§ **WHAT THE EXERCISE ASKS**
Use the entries below and reproduce exactly the lines from the one containing "Task: locate the coralline" down to the one containing "Example: <point>830,440</point>", both of them included.

[Saved entries]
^^^^

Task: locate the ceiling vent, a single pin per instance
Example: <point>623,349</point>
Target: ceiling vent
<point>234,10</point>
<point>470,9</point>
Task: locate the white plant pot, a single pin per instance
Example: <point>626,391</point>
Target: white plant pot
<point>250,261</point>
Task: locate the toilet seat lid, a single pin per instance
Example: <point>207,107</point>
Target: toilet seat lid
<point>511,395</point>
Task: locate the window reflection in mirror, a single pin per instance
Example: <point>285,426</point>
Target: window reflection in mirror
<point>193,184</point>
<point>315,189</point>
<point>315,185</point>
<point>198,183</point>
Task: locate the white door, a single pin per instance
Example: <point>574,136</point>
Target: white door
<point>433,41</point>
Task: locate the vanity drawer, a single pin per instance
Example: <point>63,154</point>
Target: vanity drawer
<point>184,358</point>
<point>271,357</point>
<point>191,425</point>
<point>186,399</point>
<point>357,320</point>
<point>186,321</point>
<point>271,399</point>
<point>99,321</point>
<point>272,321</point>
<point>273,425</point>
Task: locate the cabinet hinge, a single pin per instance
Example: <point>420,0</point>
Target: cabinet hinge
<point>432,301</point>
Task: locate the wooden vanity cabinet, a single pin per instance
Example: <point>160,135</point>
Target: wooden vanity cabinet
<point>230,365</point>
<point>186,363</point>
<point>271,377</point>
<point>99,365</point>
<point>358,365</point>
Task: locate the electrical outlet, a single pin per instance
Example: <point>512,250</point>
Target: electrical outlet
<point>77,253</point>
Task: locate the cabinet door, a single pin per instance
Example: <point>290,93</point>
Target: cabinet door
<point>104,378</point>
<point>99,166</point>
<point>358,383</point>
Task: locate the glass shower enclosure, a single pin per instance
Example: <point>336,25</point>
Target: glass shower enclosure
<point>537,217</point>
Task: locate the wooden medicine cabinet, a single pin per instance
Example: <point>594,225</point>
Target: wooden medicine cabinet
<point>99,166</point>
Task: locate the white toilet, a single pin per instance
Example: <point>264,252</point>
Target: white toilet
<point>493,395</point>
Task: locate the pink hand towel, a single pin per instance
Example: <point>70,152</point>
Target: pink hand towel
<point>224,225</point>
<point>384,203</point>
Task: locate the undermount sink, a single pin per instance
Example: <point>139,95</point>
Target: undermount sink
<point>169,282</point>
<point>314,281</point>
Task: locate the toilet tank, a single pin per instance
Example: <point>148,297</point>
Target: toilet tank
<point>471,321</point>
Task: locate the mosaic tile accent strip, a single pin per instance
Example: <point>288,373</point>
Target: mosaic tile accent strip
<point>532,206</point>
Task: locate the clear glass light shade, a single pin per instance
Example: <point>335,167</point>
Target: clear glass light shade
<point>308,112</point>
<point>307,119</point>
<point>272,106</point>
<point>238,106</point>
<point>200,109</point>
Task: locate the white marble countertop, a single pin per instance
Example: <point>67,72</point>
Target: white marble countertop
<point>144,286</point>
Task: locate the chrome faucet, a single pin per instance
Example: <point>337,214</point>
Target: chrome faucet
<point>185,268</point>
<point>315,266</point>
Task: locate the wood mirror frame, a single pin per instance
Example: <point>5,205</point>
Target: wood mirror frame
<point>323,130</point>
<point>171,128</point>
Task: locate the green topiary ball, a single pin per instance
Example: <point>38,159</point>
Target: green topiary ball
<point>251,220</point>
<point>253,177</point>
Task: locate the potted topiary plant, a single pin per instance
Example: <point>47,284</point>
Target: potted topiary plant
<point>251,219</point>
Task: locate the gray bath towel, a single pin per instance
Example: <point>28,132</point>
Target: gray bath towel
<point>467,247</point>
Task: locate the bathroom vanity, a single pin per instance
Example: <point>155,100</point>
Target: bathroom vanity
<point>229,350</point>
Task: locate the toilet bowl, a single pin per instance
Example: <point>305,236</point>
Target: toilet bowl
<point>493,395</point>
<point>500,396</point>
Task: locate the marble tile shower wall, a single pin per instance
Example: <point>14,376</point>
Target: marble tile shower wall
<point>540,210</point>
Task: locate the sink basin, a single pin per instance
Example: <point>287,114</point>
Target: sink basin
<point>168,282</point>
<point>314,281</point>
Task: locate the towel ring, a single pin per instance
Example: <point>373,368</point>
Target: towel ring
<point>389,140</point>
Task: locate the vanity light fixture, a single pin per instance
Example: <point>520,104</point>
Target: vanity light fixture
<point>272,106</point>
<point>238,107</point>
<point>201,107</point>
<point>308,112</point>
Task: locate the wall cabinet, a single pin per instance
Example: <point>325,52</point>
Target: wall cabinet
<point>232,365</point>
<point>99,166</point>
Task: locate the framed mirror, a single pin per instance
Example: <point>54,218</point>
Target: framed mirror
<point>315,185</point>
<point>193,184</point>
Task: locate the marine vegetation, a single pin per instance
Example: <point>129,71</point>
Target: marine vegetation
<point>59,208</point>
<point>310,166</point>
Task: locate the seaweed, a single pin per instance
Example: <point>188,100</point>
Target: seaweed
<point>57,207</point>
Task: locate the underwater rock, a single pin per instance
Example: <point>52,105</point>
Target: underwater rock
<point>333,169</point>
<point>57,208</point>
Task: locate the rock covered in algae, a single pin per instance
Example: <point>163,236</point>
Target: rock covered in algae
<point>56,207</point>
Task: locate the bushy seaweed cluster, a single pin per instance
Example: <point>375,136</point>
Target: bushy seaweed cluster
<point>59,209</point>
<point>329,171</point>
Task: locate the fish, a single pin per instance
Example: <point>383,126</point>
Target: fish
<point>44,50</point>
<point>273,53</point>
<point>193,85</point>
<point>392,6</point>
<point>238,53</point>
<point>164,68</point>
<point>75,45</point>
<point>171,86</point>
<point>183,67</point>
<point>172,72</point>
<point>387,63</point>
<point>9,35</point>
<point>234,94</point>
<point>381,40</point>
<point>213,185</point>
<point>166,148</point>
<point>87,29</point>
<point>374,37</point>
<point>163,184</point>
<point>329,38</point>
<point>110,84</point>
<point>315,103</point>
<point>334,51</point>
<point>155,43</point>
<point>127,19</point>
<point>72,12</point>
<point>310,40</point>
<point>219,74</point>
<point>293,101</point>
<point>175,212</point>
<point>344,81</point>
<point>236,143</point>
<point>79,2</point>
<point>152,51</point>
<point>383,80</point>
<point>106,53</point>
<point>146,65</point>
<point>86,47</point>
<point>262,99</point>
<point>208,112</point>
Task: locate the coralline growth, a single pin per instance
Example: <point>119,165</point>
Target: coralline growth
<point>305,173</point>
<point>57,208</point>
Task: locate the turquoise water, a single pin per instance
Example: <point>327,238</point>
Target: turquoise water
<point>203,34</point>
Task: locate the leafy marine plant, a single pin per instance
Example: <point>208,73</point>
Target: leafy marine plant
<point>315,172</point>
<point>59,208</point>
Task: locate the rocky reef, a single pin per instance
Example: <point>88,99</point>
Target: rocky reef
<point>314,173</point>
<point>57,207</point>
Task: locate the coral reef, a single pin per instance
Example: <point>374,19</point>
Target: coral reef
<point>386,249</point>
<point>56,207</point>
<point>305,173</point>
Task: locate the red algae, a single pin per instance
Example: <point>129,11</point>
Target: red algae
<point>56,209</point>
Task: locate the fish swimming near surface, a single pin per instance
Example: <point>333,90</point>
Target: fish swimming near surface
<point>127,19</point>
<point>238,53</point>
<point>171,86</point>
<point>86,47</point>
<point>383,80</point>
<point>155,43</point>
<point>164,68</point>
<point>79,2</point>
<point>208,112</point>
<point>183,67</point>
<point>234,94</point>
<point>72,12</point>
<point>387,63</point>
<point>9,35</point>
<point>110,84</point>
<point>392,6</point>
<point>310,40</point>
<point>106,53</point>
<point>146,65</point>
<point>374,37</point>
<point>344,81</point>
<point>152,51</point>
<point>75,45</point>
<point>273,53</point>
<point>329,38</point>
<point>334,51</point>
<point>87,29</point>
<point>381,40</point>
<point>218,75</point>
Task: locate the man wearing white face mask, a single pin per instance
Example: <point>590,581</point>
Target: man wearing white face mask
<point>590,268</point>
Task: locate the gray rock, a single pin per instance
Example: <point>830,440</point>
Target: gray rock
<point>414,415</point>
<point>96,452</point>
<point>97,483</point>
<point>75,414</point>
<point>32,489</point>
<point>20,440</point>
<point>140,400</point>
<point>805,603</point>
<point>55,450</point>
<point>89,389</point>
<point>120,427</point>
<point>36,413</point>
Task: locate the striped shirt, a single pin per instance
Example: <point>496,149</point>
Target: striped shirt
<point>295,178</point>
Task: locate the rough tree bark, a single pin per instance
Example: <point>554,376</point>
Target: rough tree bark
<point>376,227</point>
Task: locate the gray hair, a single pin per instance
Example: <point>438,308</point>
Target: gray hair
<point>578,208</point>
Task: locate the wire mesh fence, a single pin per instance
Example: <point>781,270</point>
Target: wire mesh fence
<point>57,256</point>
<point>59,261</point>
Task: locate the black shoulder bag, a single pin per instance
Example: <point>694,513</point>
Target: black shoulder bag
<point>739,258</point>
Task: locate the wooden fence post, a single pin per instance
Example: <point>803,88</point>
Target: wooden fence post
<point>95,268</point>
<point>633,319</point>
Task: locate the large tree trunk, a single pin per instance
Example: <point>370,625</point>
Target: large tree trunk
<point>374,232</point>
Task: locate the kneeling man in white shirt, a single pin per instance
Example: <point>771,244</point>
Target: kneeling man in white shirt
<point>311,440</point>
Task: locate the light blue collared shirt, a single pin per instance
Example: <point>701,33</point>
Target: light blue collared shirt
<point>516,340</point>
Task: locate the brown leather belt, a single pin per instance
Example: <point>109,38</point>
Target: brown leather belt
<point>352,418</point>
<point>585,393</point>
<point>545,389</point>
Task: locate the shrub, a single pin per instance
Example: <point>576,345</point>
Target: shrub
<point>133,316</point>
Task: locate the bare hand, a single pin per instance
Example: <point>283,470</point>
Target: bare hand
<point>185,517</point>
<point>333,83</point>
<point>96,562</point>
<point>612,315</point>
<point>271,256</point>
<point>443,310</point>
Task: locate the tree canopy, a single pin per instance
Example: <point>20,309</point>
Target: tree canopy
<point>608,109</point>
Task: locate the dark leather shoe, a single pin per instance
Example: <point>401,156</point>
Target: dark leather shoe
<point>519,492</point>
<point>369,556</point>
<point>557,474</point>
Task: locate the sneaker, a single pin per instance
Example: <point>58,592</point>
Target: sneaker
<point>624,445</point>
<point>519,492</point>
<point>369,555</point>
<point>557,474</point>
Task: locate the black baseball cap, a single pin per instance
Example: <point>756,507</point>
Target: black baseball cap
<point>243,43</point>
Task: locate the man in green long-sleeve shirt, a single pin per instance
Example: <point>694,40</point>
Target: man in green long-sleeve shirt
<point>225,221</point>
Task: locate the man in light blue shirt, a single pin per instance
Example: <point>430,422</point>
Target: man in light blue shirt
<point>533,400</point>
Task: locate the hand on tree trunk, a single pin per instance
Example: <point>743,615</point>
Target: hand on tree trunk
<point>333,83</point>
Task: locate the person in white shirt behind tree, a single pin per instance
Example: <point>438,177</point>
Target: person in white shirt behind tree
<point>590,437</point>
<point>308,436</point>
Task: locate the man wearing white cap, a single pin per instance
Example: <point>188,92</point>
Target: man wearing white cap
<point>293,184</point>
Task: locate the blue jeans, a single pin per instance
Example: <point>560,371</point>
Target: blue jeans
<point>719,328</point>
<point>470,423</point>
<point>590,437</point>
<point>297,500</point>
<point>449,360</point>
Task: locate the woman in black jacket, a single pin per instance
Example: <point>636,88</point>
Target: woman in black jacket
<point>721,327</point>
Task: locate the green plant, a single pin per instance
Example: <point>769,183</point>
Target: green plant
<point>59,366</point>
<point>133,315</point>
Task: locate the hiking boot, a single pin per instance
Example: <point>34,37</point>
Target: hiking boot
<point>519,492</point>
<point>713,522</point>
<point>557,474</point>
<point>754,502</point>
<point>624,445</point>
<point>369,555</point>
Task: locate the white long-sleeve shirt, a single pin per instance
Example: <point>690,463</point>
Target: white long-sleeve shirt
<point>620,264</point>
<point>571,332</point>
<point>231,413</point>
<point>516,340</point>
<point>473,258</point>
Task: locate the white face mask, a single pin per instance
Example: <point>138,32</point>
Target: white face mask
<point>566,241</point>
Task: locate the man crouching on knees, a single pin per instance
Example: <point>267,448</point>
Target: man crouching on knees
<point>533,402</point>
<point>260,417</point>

^^^^

§ **RESULT**
Task: locate the coralline growth, a single pin per instance
Example: <point>119,165</point>
Target: coralline growth
<point>305,173</point>
<point>57,208</point>
Task: locate the turquoise water, a single pin per instance
Example: <point>327,238</point>
Target: turquoise water
<point>203,34</point>
Task: locate the leafy marine plant, a single pin per instance
Example: <point>208,73</point>
Target: leafy marine plant
<point>315,172</point>
<point>59,208</point>
Task: locate the rocky reef, a single pin per instance
Example: <point>88,99</point>
Target: rocky reef
<point>314,173</point>
<point>57,207</point>
Task: locate the coral reef, a single pin per instance
Example: <point>374,19</point>
Target: coral reef
<point>386,249</point>
<point>56,207</point>
<point>305,173</point>
Task: locate the red algae, a single pin per instance
Example: <point>129,11</point>
Target: red algae
<point>56,209</point>
Task: locate the fish swimming near surface, a single pin per instance
Example: <point>333,90</point>
Target: fish swimming near surface
<point>127,19</point>
<point>238,53</point>
<point>171,86</point>
<point>86,47</point>
<point>383,80</point>
<point>155,43</point>
<point>164,68</point>
<point>79,2</point>
<point>208,112</point>
<point>183,67</point>
<point>234,94</point>
<point>72,12</point>
<point>387,63</point>
<point>9,35</point>
<point>110,84</point>
<point>392,6</point>
<point>310,40</point>
<point>106,53</point>
<point>146,65</point>
<point>374,37</point>
<point>344,81</point>
<point>152,51</point>
<point>75,45</point>
<point>273,53</point>
<point>329,38</point>
<point>334,51</point>
<point>87,29</point>
<point>381,40</point>
<point>218,75</point>
Task: locate the man wearing white face mask, a single pin per instance
Example: <point>590,581</point>
Target: man wearing white face mask
<point>590,268</point>
Task: locate the gray rock, a single pin per instance
Example: <point>830,440</point>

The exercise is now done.